**Exercise brief**
Pick out every line of the records that contains the word "football" and copy each such line in full.

((

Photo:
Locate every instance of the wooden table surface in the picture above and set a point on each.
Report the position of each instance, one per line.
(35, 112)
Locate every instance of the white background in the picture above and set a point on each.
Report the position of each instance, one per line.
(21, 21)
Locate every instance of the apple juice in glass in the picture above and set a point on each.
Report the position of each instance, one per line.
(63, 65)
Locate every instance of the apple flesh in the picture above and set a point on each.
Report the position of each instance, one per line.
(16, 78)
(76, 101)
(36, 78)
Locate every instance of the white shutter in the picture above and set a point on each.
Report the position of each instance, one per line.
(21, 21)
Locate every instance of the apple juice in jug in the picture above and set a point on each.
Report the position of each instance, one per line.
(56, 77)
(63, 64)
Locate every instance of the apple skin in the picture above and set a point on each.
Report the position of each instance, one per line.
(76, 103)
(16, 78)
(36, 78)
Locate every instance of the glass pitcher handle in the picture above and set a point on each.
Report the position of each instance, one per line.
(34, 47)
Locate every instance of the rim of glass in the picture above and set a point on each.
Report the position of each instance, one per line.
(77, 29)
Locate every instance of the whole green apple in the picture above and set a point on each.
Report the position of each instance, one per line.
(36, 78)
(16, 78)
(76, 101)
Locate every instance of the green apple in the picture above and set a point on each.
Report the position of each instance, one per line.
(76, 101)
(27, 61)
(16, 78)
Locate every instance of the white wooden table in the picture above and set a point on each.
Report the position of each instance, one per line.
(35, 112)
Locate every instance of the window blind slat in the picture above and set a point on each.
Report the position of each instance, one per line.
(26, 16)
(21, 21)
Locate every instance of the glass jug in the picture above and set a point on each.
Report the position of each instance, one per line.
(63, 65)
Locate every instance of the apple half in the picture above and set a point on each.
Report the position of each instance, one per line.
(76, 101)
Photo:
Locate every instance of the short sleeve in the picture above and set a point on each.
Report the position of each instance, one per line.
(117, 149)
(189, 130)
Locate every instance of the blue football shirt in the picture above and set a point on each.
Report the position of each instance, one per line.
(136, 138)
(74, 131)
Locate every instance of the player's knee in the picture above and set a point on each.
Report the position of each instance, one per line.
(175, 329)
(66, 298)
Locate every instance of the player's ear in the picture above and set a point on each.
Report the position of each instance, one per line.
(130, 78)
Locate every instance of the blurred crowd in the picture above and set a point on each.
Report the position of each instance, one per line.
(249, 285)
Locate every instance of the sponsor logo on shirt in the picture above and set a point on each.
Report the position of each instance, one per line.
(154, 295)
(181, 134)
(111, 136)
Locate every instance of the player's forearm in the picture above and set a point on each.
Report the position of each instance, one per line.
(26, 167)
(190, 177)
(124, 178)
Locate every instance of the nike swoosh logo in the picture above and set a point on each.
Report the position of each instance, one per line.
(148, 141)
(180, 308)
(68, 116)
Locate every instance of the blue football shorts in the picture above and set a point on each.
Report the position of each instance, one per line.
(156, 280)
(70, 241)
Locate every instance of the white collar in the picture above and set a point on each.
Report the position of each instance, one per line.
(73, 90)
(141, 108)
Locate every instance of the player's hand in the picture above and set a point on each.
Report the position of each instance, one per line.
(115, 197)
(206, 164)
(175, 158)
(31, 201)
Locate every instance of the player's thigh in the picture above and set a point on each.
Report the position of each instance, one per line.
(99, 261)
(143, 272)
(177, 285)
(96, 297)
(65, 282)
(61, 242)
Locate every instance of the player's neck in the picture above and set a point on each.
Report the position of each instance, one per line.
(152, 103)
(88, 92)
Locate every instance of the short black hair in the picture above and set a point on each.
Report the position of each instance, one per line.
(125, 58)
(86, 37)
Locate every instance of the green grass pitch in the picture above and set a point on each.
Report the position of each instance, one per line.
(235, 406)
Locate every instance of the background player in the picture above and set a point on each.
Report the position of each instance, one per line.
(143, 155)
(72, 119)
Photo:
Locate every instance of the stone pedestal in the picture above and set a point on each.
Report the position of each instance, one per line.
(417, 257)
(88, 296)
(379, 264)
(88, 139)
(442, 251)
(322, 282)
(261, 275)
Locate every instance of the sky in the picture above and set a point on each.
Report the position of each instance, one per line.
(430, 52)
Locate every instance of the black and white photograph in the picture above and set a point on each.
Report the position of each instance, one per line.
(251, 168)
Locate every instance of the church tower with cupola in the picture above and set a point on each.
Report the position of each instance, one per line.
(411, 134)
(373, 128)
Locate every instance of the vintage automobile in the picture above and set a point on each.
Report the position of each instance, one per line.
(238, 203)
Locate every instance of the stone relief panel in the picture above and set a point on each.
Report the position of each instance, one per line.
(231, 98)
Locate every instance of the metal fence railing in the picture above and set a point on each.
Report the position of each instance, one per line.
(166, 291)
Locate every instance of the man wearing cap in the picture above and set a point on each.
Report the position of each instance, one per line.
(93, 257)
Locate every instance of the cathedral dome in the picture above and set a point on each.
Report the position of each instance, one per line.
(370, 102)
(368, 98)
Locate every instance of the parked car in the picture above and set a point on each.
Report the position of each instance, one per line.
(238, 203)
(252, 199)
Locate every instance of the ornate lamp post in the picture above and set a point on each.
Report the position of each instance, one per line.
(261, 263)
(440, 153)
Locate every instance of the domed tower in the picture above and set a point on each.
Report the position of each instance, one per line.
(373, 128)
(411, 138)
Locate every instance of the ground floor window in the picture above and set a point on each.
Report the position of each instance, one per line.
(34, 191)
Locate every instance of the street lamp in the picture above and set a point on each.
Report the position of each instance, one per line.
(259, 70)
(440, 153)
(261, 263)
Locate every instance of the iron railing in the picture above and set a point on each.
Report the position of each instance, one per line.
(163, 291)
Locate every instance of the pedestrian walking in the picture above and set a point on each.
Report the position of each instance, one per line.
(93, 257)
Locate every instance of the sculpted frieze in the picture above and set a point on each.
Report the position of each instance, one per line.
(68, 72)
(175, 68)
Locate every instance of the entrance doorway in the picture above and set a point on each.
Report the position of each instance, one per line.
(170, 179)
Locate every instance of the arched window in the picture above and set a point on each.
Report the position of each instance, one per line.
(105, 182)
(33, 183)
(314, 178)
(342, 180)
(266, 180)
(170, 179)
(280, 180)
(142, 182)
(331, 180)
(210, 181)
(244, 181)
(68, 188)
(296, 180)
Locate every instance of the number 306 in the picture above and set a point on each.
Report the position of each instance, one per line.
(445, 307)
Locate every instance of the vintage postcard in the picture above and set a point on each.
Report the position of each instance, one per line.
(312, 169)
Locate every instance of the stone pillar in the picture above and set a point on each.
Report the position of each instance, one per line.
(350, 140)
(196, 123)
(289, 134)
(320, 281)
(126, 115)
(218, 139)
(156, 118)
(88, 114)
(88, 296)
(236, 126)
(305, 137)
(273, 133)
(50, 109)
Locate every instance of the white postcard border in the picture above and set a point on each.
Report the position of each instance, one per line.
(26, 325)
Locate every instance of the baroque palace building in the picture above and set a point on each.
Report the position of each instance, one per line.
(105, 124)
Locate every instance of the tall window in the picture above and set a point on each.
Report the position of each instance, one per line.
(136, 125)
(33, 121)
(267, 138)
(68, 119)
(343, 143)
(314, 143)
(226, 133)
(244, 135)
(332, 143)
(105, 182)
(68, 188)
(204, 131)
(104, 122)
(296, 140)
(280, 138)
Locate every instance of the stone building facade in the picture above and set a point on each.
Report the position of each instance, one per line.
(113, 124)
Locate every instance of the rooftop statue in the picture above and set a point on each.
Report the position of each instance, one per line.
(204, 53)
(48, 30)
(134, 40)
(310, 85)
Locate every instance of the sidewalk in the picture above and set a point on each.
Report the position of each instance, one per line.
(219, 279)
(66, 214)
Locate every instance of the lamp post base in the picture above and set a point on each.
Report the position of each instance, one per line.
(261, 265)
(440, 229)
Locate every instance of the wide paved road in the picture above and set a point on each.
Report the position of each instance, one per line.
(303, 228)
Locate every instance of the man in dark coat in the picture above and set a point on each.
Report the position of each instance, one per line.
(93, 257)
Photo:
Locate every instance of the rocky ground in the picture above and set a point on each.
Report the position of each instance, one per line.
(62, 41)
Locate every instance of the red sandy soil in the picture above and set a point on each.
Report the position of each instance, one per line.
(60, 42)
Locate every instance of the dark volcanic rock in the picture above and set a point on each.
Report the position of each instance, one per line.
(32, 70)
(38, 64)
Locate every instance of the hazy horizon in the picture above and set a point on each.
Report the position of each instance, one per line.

))
((

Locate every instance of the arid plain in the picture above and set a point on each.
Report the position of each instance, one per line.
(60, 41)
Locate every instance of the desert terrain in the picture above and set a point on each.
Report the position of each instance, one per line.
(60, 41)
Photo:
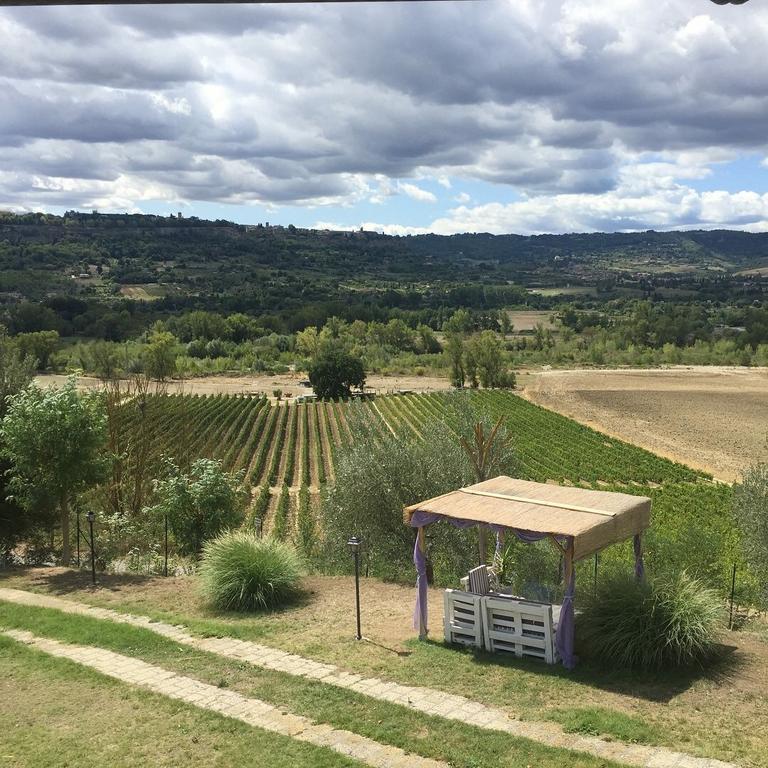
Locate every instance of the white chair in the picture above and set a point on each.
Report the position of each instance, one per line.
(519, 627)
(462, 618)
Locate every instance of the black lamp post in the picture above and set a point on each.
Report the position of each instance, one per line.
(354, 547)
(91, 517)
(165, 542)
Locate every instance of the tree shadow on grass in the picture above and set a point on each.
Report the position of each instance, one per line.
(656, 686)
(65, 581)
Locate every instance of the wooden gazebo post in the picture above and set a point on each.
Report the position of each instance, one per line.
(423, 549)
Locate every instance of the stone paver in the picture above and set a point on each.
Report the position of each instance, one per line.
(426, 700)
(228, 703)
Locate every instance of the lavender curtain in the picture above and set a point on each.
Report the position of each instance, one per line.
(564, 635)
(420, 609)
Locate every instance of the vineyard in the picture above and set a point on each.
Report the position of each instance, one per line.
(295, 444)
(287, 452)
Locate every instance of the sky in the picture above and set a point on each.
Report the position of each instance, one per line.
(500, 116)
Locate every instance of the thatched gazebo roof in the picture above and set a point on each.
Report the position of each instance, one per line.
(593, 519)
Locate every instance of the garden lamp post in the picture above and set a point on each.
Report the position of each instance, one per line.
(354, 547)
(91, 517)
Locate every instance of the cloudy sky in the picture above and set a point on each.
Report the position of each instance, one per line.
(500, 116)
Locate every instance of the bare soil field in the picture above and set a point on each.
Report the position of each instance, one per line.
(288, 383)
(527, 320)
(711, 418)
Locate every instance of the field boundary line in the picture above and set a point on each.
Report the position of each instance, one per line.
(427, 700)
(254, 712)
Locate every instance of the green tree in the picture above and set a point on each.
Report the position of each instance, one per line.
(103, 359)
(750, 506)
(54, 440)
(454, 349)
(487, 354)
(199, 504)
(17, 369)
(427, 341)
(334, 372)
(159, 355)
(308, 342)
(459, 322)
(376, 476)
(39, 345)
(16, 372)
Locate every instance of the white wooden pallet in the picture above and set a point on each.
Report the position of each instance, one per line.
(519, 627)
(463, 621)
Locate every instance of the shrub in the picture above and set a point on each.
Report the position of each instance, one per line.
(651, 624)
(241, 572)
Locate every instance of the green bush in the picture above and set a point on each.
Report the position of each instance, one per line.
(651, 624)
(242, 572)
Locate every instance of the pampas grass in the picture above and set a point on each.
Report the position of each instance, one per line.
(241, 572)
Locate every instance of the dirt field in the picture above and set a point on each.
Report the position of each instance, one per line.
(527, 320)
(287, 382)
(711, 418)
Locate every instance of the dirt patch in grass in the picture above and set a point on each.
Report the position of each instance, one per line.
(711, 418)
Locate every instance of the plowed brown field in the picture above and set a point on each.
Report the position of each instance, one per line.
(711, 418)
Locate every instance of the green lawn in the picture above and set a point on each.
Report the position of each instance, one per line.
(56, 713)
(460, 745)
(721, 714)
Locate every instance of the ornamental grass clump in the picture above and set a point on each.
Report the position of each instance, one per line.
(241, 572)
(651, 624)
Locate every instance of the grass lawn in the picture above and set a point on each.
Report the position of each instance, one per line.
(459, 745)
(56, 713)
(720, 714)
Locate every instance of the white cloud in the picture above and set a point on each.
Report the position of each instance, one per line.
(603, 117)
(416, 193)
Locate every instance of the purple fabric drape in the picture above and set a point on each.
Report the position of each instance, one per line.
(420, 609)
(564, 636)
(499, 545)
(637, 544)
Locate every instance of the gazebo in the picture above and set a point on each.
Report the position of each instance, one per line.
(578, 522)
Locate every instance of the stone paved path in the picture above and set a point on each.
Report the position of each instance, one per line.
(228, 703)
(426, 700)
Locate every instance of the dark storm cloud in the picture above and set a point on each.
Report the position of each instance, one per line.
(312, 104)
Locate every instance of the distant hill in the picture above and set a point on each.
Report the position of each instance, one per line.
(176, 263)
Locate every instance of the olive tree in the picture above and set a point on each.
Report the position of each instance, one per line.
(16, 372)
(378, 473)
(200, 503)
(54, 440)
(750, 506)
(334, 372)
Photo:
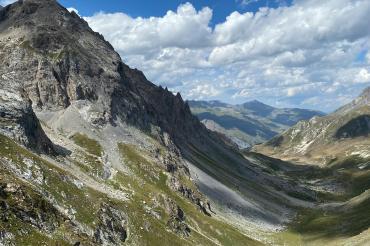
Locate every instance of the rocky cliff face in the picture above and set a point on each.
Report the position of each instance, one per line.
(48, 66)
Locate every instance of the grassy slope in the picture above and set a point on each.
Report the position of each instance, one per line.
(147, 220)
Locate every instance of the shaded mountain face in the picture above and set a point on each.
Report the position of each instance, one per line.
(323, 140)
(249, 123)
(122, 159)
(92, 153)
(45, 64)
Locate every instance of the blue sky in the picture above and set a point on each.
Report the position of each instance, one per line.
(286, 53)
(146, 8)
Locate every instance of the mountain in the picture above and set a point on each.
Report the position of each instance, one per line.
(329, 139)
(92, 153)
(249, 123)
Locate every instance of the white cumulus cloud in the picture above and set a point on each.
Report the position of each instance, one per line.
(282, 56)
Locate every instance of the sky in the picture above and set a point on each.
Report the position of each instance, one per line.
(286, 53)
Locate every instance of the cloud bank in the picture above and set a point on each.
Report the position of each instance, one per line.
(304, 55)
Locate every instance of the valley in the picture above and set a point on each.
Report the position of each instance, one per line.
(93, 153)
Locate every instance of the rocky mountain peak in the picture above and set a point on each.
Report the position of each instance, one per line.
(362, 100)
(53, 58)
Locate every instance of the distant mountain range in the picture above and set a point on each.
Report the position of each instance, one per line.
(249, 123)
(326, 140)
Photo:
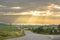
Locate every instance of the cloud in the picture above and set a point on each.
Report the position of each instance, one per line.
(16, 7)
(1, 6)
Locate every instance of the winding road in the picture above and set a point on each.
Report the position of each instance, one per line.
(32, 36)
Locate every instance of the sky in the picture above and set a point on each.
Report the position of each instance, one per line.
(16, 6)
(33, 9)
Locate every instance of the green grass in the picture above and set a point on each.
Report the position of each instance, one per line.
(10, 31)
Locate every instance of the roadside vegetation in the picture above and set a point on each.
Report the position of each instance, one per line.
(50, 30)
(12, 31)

))

**Right answer**
Locate every instance of the blue football shirt in the picture above and set a point on each.
Locate every instance of the blue football shorts in the picture above and set a point on each.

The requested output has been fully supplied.